- Problem to solve:
Once you reach the line containing "Query: farm field rows", write out that line and every remaining line of the records exactly.

- Task inputs:

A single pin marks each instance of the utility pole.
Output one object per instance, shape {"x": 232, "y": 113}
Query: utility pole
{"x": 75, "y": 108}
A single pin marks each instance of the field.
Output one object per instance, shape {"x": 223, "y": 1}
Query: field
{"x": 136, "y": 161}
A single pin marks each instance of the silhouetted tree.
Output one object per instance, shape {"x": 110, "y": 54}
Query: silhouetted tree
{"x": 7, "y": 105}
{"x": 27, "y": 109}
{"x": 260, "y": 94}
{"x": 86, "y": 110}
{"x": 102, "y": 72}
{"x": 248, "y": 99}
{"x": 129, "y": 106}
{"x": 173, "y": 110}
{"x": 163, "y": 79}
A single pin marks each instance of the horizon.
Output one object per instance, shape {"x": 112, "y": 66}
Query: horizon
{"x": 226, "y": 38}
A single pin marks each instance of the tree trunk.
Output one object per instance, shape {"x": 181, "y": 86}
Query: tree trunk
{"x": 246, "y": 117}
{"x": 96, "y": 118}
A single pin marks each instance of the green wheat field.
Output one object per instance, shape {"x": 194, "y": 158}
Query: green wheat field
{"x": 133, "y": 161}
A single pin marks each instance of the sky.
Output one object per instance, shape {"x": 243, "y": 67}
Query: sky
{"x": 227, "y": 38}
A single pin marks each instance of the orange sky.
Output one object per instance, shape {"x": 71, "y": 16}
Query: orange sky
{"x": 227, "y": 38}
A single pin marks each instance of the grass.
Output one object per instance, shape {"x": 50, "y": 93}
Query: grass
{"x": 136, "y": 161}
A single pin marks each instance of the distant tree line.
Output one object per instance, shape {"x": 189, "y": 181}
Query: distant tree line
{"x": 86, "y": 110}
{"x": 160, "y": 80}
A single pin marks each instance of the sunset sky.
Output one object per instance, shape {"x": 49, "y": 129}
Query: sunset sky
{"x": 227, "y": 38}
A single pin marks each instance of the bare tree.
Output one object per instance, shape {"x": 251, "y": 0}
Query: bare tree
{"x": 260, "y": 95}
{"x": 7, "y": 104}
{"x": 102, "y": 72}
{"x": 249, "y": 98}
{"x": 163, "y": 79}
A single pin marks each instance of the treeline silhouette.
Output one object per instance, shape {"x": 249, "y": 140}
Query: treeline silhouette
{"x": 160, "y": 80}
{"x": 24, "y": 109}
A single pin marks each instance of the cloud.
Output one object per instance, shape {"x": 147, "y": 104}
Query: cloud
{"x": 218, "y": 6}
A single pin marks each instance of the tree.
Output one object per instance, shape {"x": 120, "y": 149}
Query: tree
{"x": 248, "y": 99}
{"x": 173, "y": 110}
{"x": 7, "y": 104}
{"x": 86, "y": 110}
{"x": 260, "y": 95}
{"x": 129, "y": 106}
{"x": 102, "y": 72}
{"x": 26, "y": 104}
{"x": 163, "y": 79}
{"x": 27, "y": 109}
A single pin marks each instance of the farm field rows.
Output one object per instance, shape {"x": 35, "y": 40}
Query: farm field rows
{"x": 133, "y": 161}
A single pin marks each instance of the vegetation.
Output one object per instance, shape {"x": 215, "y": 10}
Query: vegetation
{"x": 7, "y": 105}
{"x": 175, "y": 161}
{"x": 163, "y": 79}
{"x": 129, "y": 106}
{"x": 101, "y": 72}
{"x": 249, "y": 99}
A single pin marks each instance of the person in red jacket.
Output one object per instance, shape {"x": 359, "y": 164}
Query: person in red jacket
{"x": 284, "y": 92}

- Answer:
Query: farm field rows
{"x": 133, "y": 161}
A single pin marks each instance of the vegetation.
Output one object per instance, shape {"x": 215, "y": 10}
Query: vegetation
{"x": 7, "y": 105}
{"x": 175, "y": 161}
{"x": 163, "y": 79}
{"x": 129, "y": 106}
{"x": 101, "y": 72}
{"x": 249, "y": 99}
A single pin marks each instance of the person in red jacket.
Output one object per instance, shape {"x": 359, "y": 164}
Query: person in red jacket
{"x": 284, "y": 92}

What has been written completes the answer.